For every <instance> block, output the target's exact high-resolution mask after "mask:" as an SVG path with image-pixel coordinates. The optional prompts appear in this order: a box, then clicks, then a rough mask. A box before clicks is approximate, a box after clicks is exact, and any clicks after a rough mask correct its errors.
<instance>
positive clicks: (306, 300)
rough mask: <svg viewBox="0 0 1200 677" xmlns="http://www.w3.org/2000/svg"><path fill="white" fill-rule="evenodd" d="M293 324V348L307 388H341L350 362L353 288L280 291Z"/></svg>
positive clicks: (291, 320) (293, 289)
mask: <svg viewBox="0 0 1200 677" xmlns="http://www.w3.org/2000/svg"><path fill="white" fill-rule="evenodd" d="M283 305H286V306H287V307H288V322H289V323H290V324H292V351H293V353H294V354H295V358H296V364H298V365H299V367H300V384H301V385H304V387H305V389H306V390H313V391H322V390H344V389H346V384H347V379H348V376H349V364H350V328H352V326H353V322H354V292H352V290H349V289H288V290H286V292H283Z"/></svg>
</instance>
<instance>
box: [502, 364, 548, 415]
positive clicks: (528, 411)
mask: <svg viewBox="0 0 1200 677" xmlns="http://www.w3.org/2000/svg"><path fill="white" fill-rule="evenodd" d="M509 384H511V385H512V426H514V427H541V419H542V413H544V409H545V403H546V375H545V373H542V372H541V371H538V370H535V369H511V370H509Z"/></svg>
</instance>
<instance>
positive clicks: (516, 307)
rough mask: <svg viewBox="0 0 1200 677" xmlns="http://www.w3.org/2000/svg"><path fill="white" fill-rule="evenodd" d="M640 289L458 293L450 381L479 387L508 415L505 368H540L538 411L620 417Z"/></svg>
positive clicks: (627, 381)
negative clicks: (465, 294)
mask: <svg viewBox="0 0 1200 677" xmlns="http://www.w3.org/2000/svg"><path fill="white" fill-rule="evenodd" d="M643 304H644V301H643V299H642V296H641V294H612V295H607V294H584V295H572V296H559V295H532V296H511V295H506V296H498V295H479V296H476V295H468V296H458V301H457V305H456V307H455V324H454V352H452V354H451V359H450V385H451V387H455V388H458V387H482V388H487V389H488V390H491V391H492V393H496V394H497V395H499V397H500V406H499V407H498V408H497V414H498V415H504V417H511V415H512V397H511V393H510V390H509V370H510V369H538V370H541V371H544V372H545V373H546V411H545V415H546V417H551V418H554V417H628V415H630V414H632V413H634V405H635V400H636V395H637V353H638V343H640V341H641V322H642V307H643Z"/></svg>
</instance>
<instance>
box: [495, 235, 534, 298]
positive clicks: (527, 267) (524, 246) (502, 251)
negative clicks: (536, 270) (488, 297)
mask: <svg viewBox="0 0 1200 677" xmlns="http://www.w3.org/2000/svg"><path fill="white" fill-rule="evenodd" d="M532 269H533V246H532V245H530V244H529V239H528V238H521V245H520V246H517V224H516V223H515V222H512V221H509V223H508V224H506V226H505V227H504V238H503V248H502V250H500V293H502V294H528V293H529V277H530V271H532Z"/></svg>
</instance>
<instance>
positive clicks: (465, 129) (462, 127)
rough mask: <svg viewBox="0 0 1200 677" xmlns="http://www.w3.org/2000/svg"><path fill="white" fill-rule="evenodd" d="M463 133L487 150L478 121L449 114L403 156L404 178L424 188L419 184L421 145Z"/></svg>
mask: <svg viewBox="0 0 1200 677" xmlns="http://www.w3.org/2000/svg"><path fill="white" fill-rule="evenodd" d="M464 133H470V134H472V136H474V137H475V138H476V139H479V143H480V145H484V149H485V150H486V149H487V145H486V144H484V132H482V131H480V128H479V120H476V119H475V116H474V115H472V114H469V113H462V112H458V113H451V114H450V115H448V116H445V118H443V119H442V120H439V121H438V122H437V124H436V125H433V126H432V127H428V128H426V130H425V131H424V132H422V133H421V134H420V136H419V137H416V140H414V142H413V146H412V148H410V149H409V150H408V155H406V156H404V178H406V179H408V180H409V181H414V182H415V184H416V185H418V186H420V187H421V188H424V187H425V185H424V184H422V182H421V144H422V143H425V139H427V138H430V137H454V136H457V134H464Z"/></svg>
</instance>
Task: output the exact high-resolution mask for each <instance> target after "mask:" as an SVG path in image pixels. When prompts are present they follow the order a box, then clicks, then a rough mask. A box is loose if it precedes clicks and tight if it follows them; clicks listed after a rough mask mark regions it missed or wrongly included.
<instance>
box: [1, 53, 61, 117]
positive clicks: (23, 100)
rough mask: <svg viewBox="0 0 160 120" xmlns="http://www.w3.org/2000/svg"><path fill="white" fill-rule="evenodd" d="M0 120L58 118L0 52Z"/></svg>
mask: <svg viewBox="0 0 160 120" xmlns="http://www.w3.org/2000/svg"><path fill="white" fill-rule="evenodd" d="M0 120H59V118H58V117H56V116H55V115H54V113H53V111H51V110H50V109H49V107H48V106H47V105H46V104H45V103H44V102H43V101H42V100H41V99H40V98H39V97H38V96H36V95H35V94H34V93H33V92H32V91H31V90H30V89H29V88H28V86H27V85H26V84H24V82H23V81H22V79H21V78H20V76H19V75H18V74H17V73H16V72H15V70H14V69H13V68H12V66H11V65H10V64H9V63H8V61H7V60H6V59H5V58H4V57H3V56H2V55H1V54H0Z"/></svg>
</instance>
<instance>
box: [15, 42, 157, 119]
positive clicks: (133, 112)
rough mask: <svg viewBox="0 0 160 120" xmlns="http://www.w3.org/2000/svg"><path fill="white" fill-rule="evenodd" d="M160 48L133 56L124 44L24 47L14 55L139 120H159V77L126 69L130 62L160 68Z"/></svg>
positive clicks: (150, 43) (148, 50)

___

__Task__
Reproduce each entry exactly, leaving out nothing.

__Result__
For every <instance> block, output the target's exact high-resolution mask after "mask:" as an SVG path with image-pixel coordinates. The optional prompts appear in this order: a box, then clicks, then a rough mask. A box before clicks is approximate, a box after clicks is exact, and any clicks after a rough mask correct its errors.
<instance>
positive clicks: (306, 300)
rough mask: <svg viewBox="0 0 1200 677" xmlns="http://www.w3.org/2000/svg"><path fill="white" fill-rule="evenodd" d="M293 324V348L307 388H341L350 362L353 288L280 291Z"/></svg>
positive clicks: (291, 320) (293, 289)
mask: <svg viewBox="0 0 1200 677" xmlns="http://www.w3.org/2000/svg"><path fill="white" fill-rule="evenodd" d="M283 305H286V306H287V307H288V322H289V323H290V324H292V351H293V353H294V354H295V358H296V364H298V365H299V367H300V384H301V385H304V387H305V389H306V390H313V391H322V390H344V389H346V384H347V379H348V376H349V364H350V328H352V326H353V322H354V292H352V290H349V289H288V290H286V292H283Z"/></svg>
</instance>
<instance>
box: [502, 364, 548, 415]
positive clicks: (528, 411)
mask: <svg viewBox="0 0 1200 677" xmlns="http://www.w3.org/2000/svg"><path fill="white" fill-rule="evenodd" d="M509 384H511V385H512V426H514V427H541V419H542V413H544V409H545V403H546V375H545V373H542V372H541V371H538V370H535V369H511V370H509Z"/></svg>
</instance>
<instance>
positive clicks: (516, 307)
rough mask: <svg viewBox="0 0 1200 677" xmlns="http://www.w3.org/2000/svg"><path fill="white" fill-rule="evenodd" d="M640 289L458 293L450 381L479 387L508 415L505 368H540L538 411L620 417Z"/></svg>
positive clicks: (627, 381)
negative clicks: (465, 294)
mask: <svg viewBox="0 0 1200 677" xmlns="http://www.w3.org/2000/svg"><path fill="white" fill-rule="evenodd" d="M643 304H644V301H643V299H642V296H641V294H612V295H607V294H584V295H572V296H559V295H532V296H511V295H506V296H498V295H479V296H476V295H468V296H458V301H457V305H456V307H455V324H454V352H452V354H451V359H450V385H451V387H455V388H458V387H482V388H487V389H488V390H491V391H492V393H496V394H497V395H499V397H500V406H499V407H498V408H497V414H498V415H504V417H511V415H512V397H511V393H510V390H509V370H510V369H538V370H541V371H544V372H545V373H546V411H545V415H546V417H551V418H554V417H628V415H630V414H632V413H634V405H635V400H636V395H637V353H638V343H640V341H641V322H642V307H643Z"/></svg>
</instance>
<instance>
box: [495, 235, 534, 298]
positive clicks: (527, 267) (524, 246) (502, 251)
negative clicks: (536, 270) (488, 297)
mask: <svg viewBox="0 0 1200 677" xmlns="http://www.w3.org/2000/svg"><path fill="white" fill-rule="evenodd" d="M532 269H533V246H532V245H530V244H529V239H528V238H521V245H520V246H517V224H516V223H515V222H512V221H509V223H508V224H506V226H505V227H504V238H503V248H502V250H500V293H502V294H528V293H529V277H530V271H532Z"/></svg>
</instance>
<instance>
positive clicks: (465, 129) (462, 127)
rough mask: <svg viewBox="0 0 1200 677" xmlns="http://www.w3.org/2000/svg"><path fill="white" fill-rule="evenodd" d="M463 133L487 150L478 121L449 114L403 156L404 178L424 188L419 184L421 145Z"/></svg>
mask: <svg viewBox="0 0 1200 677" xmlns="http://www.w3.org/2000/svg"><path fill="white" fill-rule="evenodd" d="M464 133H470V134H472V136H474V137H475V138H476V139H479V143H480V145H484V149H485V150H486V149H487V145H486V144H484V132H482V131H480V128H479V120H476V119H475V116H474V115H472V114H469V113H462V112H458V113H451V114H450V115H448V116H445V118H443V119H442V120H439V121H438V122H437V124H436V125H433V126H432V127H428V128H426V130H425V131H424V132H422V133H421V134H420V136H419V137H416V140H414V142H413V146H412V148H410V149H409V150H408V155H406V156H404V178H406V179H408V180H409V181H414V182H415V184H416V185H418V186H420V187H421V188H424V187H425V185H424V184H422V182H421V144H422V143H425V139H427V138H430V137H454V136H457V134H464Z"/></svg>
</instance>
Task: output the exact high-resolution mask for each <instance> target after "mask:" as an SVG path in image pixels. When prompts are present they follow the order a box, then clicks, then a rough mask. A box is loose if it precedes clicks and tight if it follows them; clicks listed after a rough mask mark regions it missed or wrongly included.
<instance>
box: [1, 53, 61, 117]
positive clicks: (23, 100)
rough mask: <svg viewBox="0 0 160 120" xmlns="http://www.w3.org/2000/svg"><path fill="white" fill-rule="evenodd" d="M0 120L58 118L0 52Z"/></svg>
mask: <svg viewBox="0 0 160 120" xmlns="http://www.w3.org/2000/svg"><path fill="white" fill-rule="evenodd" d="M0 120H59V118H58V117H56V116H55V115H54V113H53V111H51V110H50V109H49V107H48V106H47V105H46V104H45V103H44V102H43V101H42V100H41V99H40V98H39V97H38V96H36V95H35V94H34V93H33V92H32V91H31V90H30V89H29V88H28V86H27V85H26V84H24V82H23V81H22V79H21V78H20V76H19V75H18V74H17V73H16V72H15V70H14V69H13V68H12V66H11V65H10V64H9V63H8V61H7V60H6V59H5V58H4V57H3V56H2V55H1V54H0Z"/></svg>
</instance>
<instance>
box: [15, 42, 157, 119]
positive clicks: (133, 112)
rough mask: <svg viewBox="0 0 160 120" xmlns="http://www.w3.org/2000/svg"><path fill="white" fill-rule="evenodd" d="M160 48L133 56L124 44L24 47L14 55L139 120H159V77L126 69L130 62L160 68Z"/></svg>
positive clicks: (150, 43) (148, 50)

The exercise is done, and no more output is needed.